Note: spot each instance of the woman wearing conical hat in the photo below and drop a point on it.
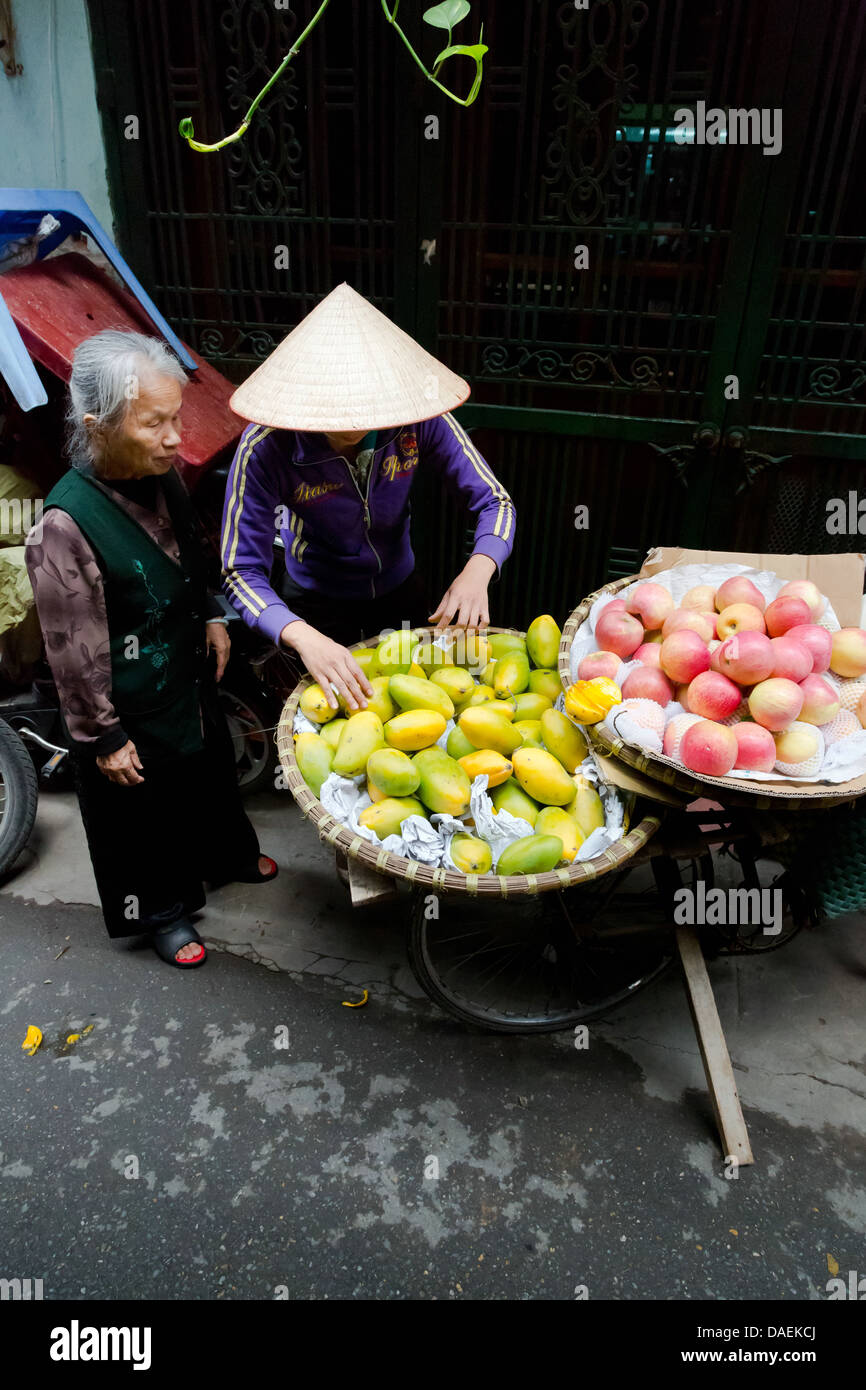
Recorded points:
(344, 413)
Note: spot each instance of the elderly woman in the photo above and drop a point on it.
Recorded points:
(346, 410)
(136, 644)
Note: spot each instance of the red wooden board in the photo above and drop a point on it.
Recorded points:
(59, 302)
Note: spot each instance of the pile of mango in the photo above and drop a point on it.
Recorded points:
(505, 727)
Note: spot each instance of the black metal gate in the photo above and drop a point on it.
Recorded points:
(694, 375)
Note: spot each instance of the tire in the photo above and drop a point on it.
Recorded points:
(250, 717)
(581, 944)
(18, 797)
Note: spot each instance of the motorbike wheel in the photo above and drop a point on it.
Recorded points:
(18, 797)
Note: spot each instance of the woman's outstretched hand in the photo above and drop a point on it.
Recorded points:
(466, 597)
(328, 663)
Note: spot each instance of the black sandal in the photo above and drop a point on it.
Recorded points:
(167, 941)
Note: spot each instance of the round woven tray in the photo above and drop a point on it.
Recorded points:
(442, 880)
(662, 770)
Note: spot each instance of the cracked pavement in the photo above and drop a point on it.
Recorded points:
(235, 1132)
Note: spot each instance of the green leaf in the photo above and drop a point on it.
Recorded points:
(448, 14)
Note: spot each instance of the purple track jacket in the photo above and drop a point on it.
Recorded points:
(337, 541)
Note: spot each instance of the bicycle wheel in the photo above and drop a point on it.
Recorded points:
(541, 963)
(18, 797)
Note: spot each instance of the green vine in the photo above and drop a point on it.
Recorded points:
(444, 15)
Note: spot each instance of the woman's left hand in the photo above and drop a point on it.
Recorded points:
(220, 642)
(466, 597)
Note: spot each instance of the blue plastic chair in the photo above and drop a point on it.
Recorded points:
(21, 211)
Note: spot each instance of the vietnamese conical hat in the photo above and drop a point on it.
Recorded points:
(348, 367)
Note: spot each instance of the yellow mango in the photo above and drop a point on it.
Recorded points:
(530, 731)
(534, 854)
(585, 806)
(542, 776)
(530, 705)
(362, 736)
(392, 772)
(444, 786)
(485, 763)
(416, 729)
(545, 683)
(314, 705)
(431, 658)
(485, 727)
(456, 683)
(563, 740)
(410, 692)
(314, 759)
(513, 798)
(385, 818)
(331, 731)
(542, 641)
(470, 854)
(503, 642)
(394, 653)
(458, 744)
(512, 674)
(553, 820)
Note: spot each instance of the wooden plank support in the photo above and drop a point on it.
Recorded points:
(713, 1050)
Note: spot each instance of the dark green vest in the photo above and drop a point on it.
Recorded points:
(154, 610)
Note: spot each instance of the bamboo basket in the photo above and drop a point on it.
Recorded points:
(441, 880)
(733, 792)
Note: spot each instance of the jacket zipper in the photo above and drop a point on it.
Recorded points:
(366, 505)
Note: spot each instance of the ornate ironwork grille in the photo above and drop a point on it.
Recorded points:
(601, 377)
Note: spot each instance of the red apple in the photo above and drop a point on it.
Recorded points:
(738, 590)
(598, 663)
(713, 695)
(745, 658)
(684, 655)
(652, 603)
(790, 658)
(647, 683)
(819, 642)
(776, 704)
(806, 591)
(755, 748)
(708, 748)
(619, 633)
(740, 617)
(820, 701)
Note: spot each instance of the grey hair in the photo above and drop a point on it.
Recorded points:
(104, 371)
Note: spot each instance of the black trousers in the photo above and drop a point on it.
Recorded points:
(153, 844)
(352, 620)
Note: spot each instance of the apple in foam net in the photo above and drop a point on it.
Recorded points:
(819, 642)
(652, 603)
(820, 701)
(776, 704)
(740, 617)
(598, 663)
(784, 613)
(701, 598)
(791, 659)
(648, 683)
(684, 655)
(709, 748)
(680, 620)
(806, 591)
(848, 653)
(713, 695)
(755, 748)
(619, 633)
(738, 590)
(745, 658)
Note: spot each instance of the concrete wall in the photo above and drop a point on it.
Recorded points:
(50, 134)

• [PROBLEM REQUIREMENTS]
Give every record back exactly as it reads, with no images.

• [SOLUTION FOR THIS PROBLEM]
Note: spot each instance of the woman wearing conical hat in the photo below and drop a point on it.
Recorded points:
(344, 413)
Note: spot each instance of the elderly woman in the photo above and drop a point on it.
Recorded points:
(346, 410)
(136, 644)
Note: spot each instance of the red wooden board in the photo above and drop a point on it.
Recorded points:
(59, 302)
Note: spot each instance of the pile of mango in the photo above and drop a point on it.
Recorded points:
(505, 727)
Note: spot each instance of the black metal gate in the photo above and drop a point on it.
Recorded points:
(694, 375)
Note: spot each instance of the tire in the photo above and drop a point on it.
Recorded points:
(250, 717)
(581, 944)
(18, 797)
Note: spot each instance of the motorbike wheel in the photo above and drop a point on it.
Recorded points:
(18, 797)
Note: spot each instance of the woman's outstretched hand in the photo above and drop a point on it.
Recorded points:
(466, 597)
(328, 663)
Note: spot each instance of the black sandal in the photo above and drop a point on it.
Recorded points:
(167, 941)
Note: spot each instance of the round woven tray in the photo above and drop a point on it.
Recorded points:
(442, 880)
(662, 770)
Note: spot each instance of the cracked pavement in the photo above and drop a point on it.
Recorded points:
(235, 1132)
Note: spot each instance of the green leaf in the photo above and drop a point on it.
Recorded points:
(448, 14)
Note: spot each instance of the purple track jacket in the photo above and drop a point on it.
Recorded points:
(337, 541)
Note: spot each instance of the bicycle wheel in the photo above and drop a point on it.
Recorded points:
(541, 963)
(18, 797)
Note: spot each instance of the green vine in the photo above and drop a point on it.
Recorded points:
(444, 15)
Note: spot each instance of the woman's left hand in the photo above and drop a point on it.
Recorded points:
(220, 642)
(466, 597)
Note: spot each instance of the blue plastic chair in the photo above and drop a point on it.
Recorded points:
(21, 211)
Note: spot each instance of the vietnamese conical hat in the photo above and drop a point on it.
Recorded points:
(348, 367)
Note: spot each instance of the yellow mango in the photo above and drop a point on it.
Recorded points:
(530, 731)
(534, 854)
(585, 806)
(542, 776)
(530, 705)
(362, 736)
(392, 772)
(444, 786)
(485, 763)
(416, 729)
(545, 683)
(314, 705)
(431, 658)
(485, 727)
(456, 683)
(563, 740)
(410, 692)
(314, 759)
(513, 798)
(385, 818)
(331, 731)
(542, 641)
(470, 854)
(503, 642)
(394, 653)
(458, 744)
(512, 674)
(553, 820)
Note: spot each instance of the wooden plank support in the photo above and drop a point on it.
Recorded points:
(713, 1050)
Note: spot each instance of the dark green vest in the photo above and drop a point on it.
Recorded points:
(154, 610)
Note: spot each instance of the bamboo basket in the photo above and drop a point on it.
Recorded points:
(441, 880)
(733, 792)
Note: spot each instance of the jacket zipper in the photo above and drop a point on it.
Recorded points:
(366, 505)
Note: spot each instance of the ornate ironwork grille in the photo above and drop a point on it.
Recorded points:
(601, 377)
Note: spot each instance of the red apple in the photo above and drop a point on it.
Recorded points:
(738, 590)
(598, 663)
(713, 695)
(745, 658)
(684, 655)
(652, 603)
(790, 658)
(647, 683)
(819, 642)
(776, 704)
(806, 591)
(755, 748)
(708, 748)
(619, 633)
(740, 617)
(820, 701)
Note: spot each instance of the grey hair in the photo above and drop a point on it.
Recorded points:
(104, 371)
Note: spot each instance of the black trousers in the photo above and drop a point on it.
Recorded points:
(153, 844)
(352, 620)
Note: spot each instance of the apple in foam net in the photo above and drop a point on it.
Recorded points:
(819, 642)
(652, 603)
(820, 701)
(776, 704)
(740, 617)
(598, 663)
(784, 613)
(701, 598)
(791, 659)
(648, 683)
(684, 655)
(709, 748)
(680, 620)
(806, 591)
(848, 653)
(713, 695)
(755, 748)
(619, 633)
(738, 590)
(745, 658)
Note: spot each instance of the concrete wall in the photo above and drop a point on it.
Recorded points:
(50, 134)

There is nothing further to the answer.